* **Tasks to carry out**
(a) In the bankruptcy news roundup, could you rewrite the part that opens with "05-25-10 -- The" and closes with "Trust Company, 601134/2002.", changing "hearing" to "conference"?
(b) How would the bankruptcy news roundup go on after its final sentence?

** begin Passage shown **

Thelen Bankruptcy Estate Seeks Approval of $900K Settlement

Nate Raymond, New York Law Journal

05-25-10 -- The estate of the defunct law firm Thelen is seeking a bankruptcy judge's approval of a $900,000 settlement of a state court action by State Street Bank and Trust Company. The payment would come from Thelen's insurer and resolve all claims against the law firm in the litigation pending in Manhattan Supreme Court, according to a motion filed earlier this month by Yann Geron, a partner at Fox Rothschild who is the trustee for Thelen's estate. A hearing is scheduled for June 2 before Southern District of New York Bankruptcy Judge Allan Gropper. . . . "If the court approves the settlement, we believe the Thelen estate will be glad to have the matter behind it," said Michael Feldberg, a partner at Allen & Overy who represents Thelen in the case, AG Capital Funding Partners v. State Street Bank and Trust Company, 601134/2002.


FLORIDA  

Former RRA Partner Holds Out Hope for Settlement in Firm Bankruptcy

Julie Kay and John Pacenti, Daily Business Review

05-12-10 -- A confidential settlement between Scott Rothstein's former equity partner Stuart Rosenfeldt and the court-appointed bankruptcy trustee could be reached by week's end. If not, Rosenfeldt said he will hire a bankruptcy attorney. . . . He appeared cheerful in court Tuesday and represented himself at a hearing before U.S. Bankruptcy Judge Raymond Ray. Chuck Lichtman, attorney for bankruptcy trustee Herbert Stettin, said he held off on deposing Rosenfeldt in the hopes of reaching a settlement. . . . "We've been engaged in settlements talks ... and should know in the next couple days whether it happens," said Lichtman, a partner with Berger Singerman in Fort Lauderdale. "We've had an extended discussion in our office." . . . After the hearing, Rosenfeldt told the Daily Business Review he is hopeful for a settlement but declined to give any details on a dollar value. . . . "It's an amount that I can afford to live with," he said.


Court Agreement Ends General Growth Bankruptcy Bid Battle

Robert Carr, The American Lawyer

05-10-10 -- Ending one of real estate's most protracted takeover battles, Judge Allan Gropper, in the U.S. Bankruptcy Court for the Southern District of New York, agreed Friday to allow Chicago-based General Growth Properties, a mall real estate investment trust, to partner with Brookfield Asset Management of Toronto in an $8.5 billion reorganization plan. . . . The decision sets Brookfield as the "stalking horse" bidder, and ends an aggressive takeover attempt by GGP's main retail rival, Simon Property Group of Indianapolis. Simon announced a last-ditch offer late Thursday night of $20 a share to take over GGP, even though General Growth hasn't seen that price since late 2008. GGP's stock closed Friday at $14.13 a share. . . . Brookfield has pledged to help bring GGP out of bankruptcy by purchasing GGP stock at $10.50 per share, resulting in a $6.5 billion equity investment and $2 billion capital backstop offer, which includes assistance from Pershing Square Capital Management and Fairholme Funds. The Brookfield deal comes with several million dollars in warrant fees to GGP, though Brookfield has agreed to postpone some of the costs.

** end Passage shown **
** begin Source data **

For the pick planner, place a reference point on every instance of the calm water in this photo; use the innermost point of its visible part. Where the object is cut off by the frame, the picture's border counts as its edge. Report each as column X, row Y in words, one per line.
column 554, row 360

** end Source data **

* **Responses**
(a)
05-25-10 -- The estate of the defunct law firm Thelen is seeking a bankruptcy judge's approval of a $900,000 settlement of a state court action by State Street Bank and Trust Company. The payment would come from Thelen's insurer and resolve all claims against the law firm in the litigation pending in Manhattan Supreme Court, according to a motion filed earlier this month by Yann Geron, a partner at Fox Rothschild who is the trustee for Thelen's estate. A conference is scheduled for June 2 before Southern District of New York Bankruptcy Judge Allan Gropper. . . . "If the court approves the settlement, we believe the Thelen estate will be glad to have the matter behind it," said Michael Feldberg, a partner at Allen & Overy who represents Thelen in the case, AG Capital Funding Partners v. State Street Bank and Trust Company, 601134/2002.

(b)
Madoff Judge Awards Another $25 Million in Fees

Noeleen G. Walder, New York Law Journal

05-10-10 -- A federal judge has awarded trustee Irving H. Picard and his team of lawyers liquidating Bernard L. Madoff's investment firm some $24.6 million in interim counsel fees. Southern District of New York Bankruptcy Judge Burton Lifland on Thursday awarded about $672,000 in fees to Picard and $23.9 million in fees to Baker & Hostetler for Oct. 1 through Jan. 31. All told, the judge has awarded Picard and his attorneys about $62 million in fees.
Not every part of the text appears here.